---------- Given passage ----------
# Crypto Foundations: Keys, Wallets, Hashes, Mnemonics, and Signatures
_A college‑level hands‑on primer with Python examples and visualizations_


## What you'll learn
- Core terminology and mental models in cryptography
- How public/private keys work (with Elliptic Curve Cryptography on secp256k1 and Ed25519)
- Mnemonics (BIP‑39), seeds, and how wallets derive keys
- Hashing in practice: **SHA‑256 (Bitcoin)**, **Keccak‑256 (Ethereum)**, **BLAKE2**, and **xxHash**
- Symmetric vs asymmetric encryption (AES‑GCM, RSA‑OAEP)
- Digital signatures (ECDSA secp256k1, Ed25519, and RSA‑PSS)
- Visualizing avalanche effect and benchmarking hash functions
- Address formats (Bitcoin Base58Check, Ethereum hex address, Polkadot SS58 basics)


## Setup

In [None]:

# If running on a clean environment, uncomment the next lines to install dependencies.
# Note: Internet access may be required the first time you run these.
# %pip install matplotlib numpy pycryptodome ecdsa mnemonic xxhash bip-utils

import sys, platform, os, time, binascii, math, json, random, secrets, textwrap
print("Python:", sys.version)
print("Platform:", platform.platform())



## Intro to Cryptography — Useful Terms & Mental Models

- **Confidentiality**: Only intended parties can read a message (encryption).
- **Integrity**: Data cannot be tampered with without detection (hashes, MACs, signatures).
- **Authentication**: Proving who you are (signatures, certificates).
- **Non‑repudiation**: A signer cannot credibly deny an action (digital signatures with audit).
----------
Challenge a
In the crypto primer, which hash function is given for Ethereum?
---------- Material for this exercise ----------
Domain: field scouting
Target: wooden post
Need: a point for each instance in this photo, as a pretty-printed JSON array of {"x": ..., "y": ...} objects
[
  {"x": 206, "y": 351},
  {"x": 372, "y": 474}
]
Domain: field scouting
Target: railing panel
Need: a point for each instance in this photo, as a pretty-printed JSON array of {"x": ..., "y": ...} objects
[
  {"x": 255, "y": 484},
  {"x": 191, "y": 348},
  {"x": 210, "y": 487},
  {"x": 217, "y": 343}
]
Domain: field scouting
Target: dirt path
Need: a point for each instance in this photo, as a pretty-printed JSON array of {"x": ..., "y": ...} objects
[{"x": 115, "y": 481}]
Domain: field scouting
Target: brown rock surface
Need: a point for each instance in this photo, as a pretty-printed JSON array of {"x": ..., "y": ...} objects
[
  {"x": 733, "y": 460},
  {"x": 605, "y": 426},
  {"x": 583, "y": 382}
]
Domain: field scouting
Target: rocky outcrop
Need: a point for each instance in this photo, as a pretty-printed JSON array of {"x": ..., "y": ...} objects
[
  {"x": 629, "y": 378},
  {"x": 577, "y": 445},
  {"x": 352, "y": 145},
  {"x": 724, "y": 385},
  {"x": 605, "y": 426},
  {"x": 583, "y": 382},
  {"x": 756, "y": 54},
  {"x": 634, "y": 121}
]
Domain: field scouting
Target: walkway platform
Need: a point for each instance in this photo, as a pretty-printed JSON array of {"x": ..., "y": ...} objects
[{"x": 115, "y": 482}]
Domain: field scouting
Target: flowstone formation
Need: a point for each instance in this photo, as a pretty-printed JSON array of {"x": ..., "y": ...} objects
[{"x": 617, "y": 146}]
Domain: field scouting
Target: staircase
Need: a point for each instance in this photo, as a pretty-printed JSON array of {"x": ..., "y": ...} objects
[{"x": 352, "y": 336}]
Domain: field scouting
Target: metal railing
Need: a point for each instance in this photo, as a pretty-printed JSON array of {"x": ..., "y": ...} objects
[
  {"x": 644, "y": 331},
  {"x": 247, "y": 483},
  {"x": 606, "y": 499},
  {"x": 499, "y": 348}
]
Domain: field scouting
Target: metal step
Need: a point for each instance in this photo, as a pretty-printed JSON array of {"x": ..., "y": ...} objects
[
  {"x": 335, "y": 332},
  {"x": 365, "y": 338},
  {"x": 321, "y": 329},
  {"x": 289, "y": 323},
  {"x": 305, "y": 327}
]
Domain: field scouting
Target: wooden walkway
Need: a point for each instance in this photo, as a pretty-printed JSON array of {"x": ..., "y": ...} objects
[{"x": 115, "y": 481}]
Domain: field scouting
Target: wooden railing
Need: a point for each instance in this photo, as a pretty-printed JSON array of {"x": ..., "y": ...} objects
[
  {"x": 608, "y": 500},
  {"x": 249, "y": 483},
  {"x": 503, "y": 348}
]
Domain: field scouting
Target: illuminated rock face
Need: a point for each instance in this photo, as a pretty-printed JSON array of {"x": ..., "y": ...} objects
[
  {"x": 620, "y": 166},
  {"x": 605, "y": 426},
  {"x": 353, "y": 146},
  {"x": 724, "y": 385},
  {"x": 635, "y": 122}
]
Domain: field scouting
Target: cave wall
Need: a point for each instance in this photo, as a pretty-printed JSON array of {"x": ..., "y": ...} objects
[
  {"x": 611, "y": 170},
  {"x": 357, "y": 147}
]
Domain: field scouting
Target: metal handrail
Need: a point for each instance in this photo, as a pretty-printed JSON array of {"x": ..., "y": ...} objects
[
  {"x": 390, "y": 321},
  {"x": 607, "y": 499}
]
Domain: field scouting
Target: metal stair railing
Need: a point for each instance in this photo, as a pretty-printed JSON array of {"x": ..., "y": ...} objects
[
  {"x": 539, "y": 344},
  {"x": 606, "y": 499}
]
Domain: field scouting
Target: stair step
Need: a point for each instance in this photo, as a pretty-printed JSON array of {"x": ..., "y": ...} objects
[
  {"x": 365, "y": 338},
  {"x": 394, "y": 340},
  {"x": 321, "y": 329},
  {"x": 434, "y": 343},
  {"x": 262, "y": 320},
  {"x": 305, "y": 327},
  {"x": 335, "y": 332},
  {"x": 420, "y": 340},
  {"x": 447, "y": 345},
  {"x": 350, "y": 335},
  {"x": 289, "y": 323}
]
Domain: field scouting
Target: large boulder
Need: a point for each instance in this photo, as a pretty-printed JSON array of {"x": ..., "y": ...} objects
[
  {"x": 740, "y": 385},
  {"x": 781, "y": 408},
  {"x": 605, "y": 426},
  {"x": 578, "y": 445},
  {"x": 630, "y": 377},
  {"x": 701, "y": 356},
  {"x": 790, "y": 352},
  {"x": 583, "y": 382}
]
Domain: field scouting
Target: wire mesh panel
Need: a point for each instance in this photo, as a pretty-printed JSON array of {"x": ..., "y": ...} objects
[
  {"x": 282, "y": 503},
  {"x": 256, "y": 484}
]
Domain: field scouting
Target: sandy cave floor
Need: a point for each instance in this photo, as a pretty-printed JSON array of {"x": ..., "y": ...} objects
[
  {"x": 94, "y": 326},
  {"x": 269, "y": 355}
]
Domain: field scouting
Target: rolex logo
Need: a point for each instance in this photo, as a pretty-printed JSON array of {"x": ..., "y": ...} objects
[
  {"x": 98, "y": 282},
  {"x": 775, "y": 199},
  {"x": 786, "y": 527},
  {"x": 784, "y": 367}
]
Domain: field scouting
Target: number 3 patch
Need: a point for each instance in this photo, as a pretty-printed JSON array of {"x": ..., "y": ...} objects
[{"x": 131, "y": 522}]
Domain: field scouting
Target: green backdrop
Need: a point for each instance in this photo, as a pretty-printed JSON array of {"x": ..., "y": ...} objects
----------
Challenge b
Filter the listing so that only the lines containing the string "step" remain, and copy each of those lines.

Worked answer a
Keccak‑256

Worked answer b
Target: metal step
Target: stair step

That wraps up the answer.